§ **Aim 1**
In the entries, rewrite the part that opens with the line containing "of the patterned" and runs through the end of the entries, putting "silver bangle" wherever "gold bracelet" stands and leaving everything else unchanged.

== Extract

# 20s Mead Ranger



## Local 13 (Dec 29, 2015)

Been putting a bit of time into this one lately. 
It's not done but it's coming around. 
Next, I need a rack.


----------



## Balloontyre (Dec 29, 2015)

30's bike


----------



## Local 13 (Dec 29, 2015)

Any information is appreciated???
I am certainly no Mead expert.


----------



## theterrym (Dec 30, 2015)

Nice looking ride!!


----------



## Joe Buffardi (Dec 30, 2015)

Beautiful!!!


----------



## rustyspoke66 (Jan 9, 2016)

Looks Schwinn built, I would pull the crank for a better estimate of age. They are usually date stamped on the center portion of the crank arms. I'm going to say early to mid 20's if the crank is original.


----------



## cadillacbike (Jan 24, 2016)

looking good!


----------



## rocketman (Jan 24, 2016)

Good work and a great survivor on the comeback trail. Don't know on the dating other than what Rustyspoke suggested. These early bikes even with serial numbers sometimes lead to nowhere land on exact dating. My Mead unlike yours has flat fender braces and Wooden Lobdell rims (single tube) with skip tooth chainring...............


----------



## dave429 (Jan 24, 2016)

Beautiful Bike. I love the patina just how it sets. Re-grease if needed and ride it. Great accessories as well. Thanks for sharing.


----------

====
== Exercise input

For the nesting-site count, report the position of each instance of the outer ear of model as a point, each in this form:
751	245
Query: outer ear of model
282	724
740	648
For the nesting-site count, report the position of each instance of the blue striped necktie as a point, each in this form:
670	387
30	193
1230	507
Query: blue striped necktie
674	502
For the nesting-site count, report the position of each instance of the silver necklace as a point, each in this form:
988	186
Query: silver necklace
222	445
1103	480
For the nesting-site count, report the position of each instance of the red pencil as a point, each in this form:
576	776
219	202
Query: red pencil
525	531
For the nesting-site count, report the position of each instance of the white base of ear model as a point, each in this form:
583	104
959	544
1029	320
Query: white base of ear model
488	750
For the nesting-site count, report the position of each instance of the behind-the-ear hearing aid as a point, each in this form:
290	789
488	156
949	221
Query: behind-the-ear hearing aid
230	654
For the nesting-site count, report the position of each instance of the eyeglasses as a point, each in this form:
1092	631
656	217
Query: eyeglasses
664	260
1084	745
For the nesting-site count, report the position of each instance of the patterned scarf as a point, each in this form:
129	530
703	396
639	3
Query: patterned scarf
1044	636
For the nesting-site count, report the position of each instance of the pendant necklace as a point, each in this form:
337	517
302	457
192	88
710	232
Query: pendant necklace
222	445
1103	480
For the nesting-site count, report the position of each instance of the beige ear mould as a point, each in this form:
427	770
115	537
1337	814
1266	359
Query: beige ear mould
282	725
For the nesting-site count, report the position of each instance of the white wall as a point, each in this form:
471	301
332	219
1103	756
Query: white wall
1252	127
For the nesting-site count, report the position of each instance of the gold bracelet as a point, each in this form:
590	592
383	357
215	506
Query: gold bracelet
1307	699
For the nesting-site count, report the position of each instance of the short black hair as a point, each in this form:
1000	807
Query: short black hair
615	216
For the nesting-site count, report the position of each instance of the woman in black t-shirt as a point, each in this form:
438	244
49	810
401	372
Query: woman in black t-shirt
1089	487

====

§ **Aim 2**
Retype the part of the Mead Ranger thread that opens with the words containing "Looks Schwinn built, I" and closes with "looking good!".

§ **Full solution 1**
For the nesting-site count, report the position of each instance of the patterned scarf as a point, each in this form:
129	530
703	396
639	3
Query: patterned scarf
1044	636
For the nesting-site count, report the position of each instance of the pendant necklace as a point, each in this form:
337	517
302	457
192	88
710	232
Query: pendant necklace
222	445
1103	480
For the nesting-site count, report the position of each instance of the beige ear mould as a point, each in this form:
427	770
115	537
1337	814
1266	359
Query: beige ear mould
282	725
For the nesting-site count, report the position of each instance of the white wall as a point, each in this form:
471	301
332	219
1103	756
Query: white wall
1252	127
For the nesting-site count, report the position of each instance of the silver bangle as a point, each in this form:
590	592
383	357
215	506
Query: silver bangle
1307	699
For the nesting-site count, report the position of each instance of the short black hair as a point, each in this form:
1000	807
Query: short black hair
615	216
For the nesting-site count, report the position of each instance of the woman in black t-shirt as a point, each in this form:
438	244
49	810
401	372
Query: woman in black t-shirt
1089	487

§ **Full solution 2**
Looks Schwinn built, I would pull the crank for a better estimate of age. They are usually date stamped on the center portion of the crank arms. I'm going to say early to mid 20's if the crank is original.


----------



## cadillacbike (Jan 24, 2016)

looking good!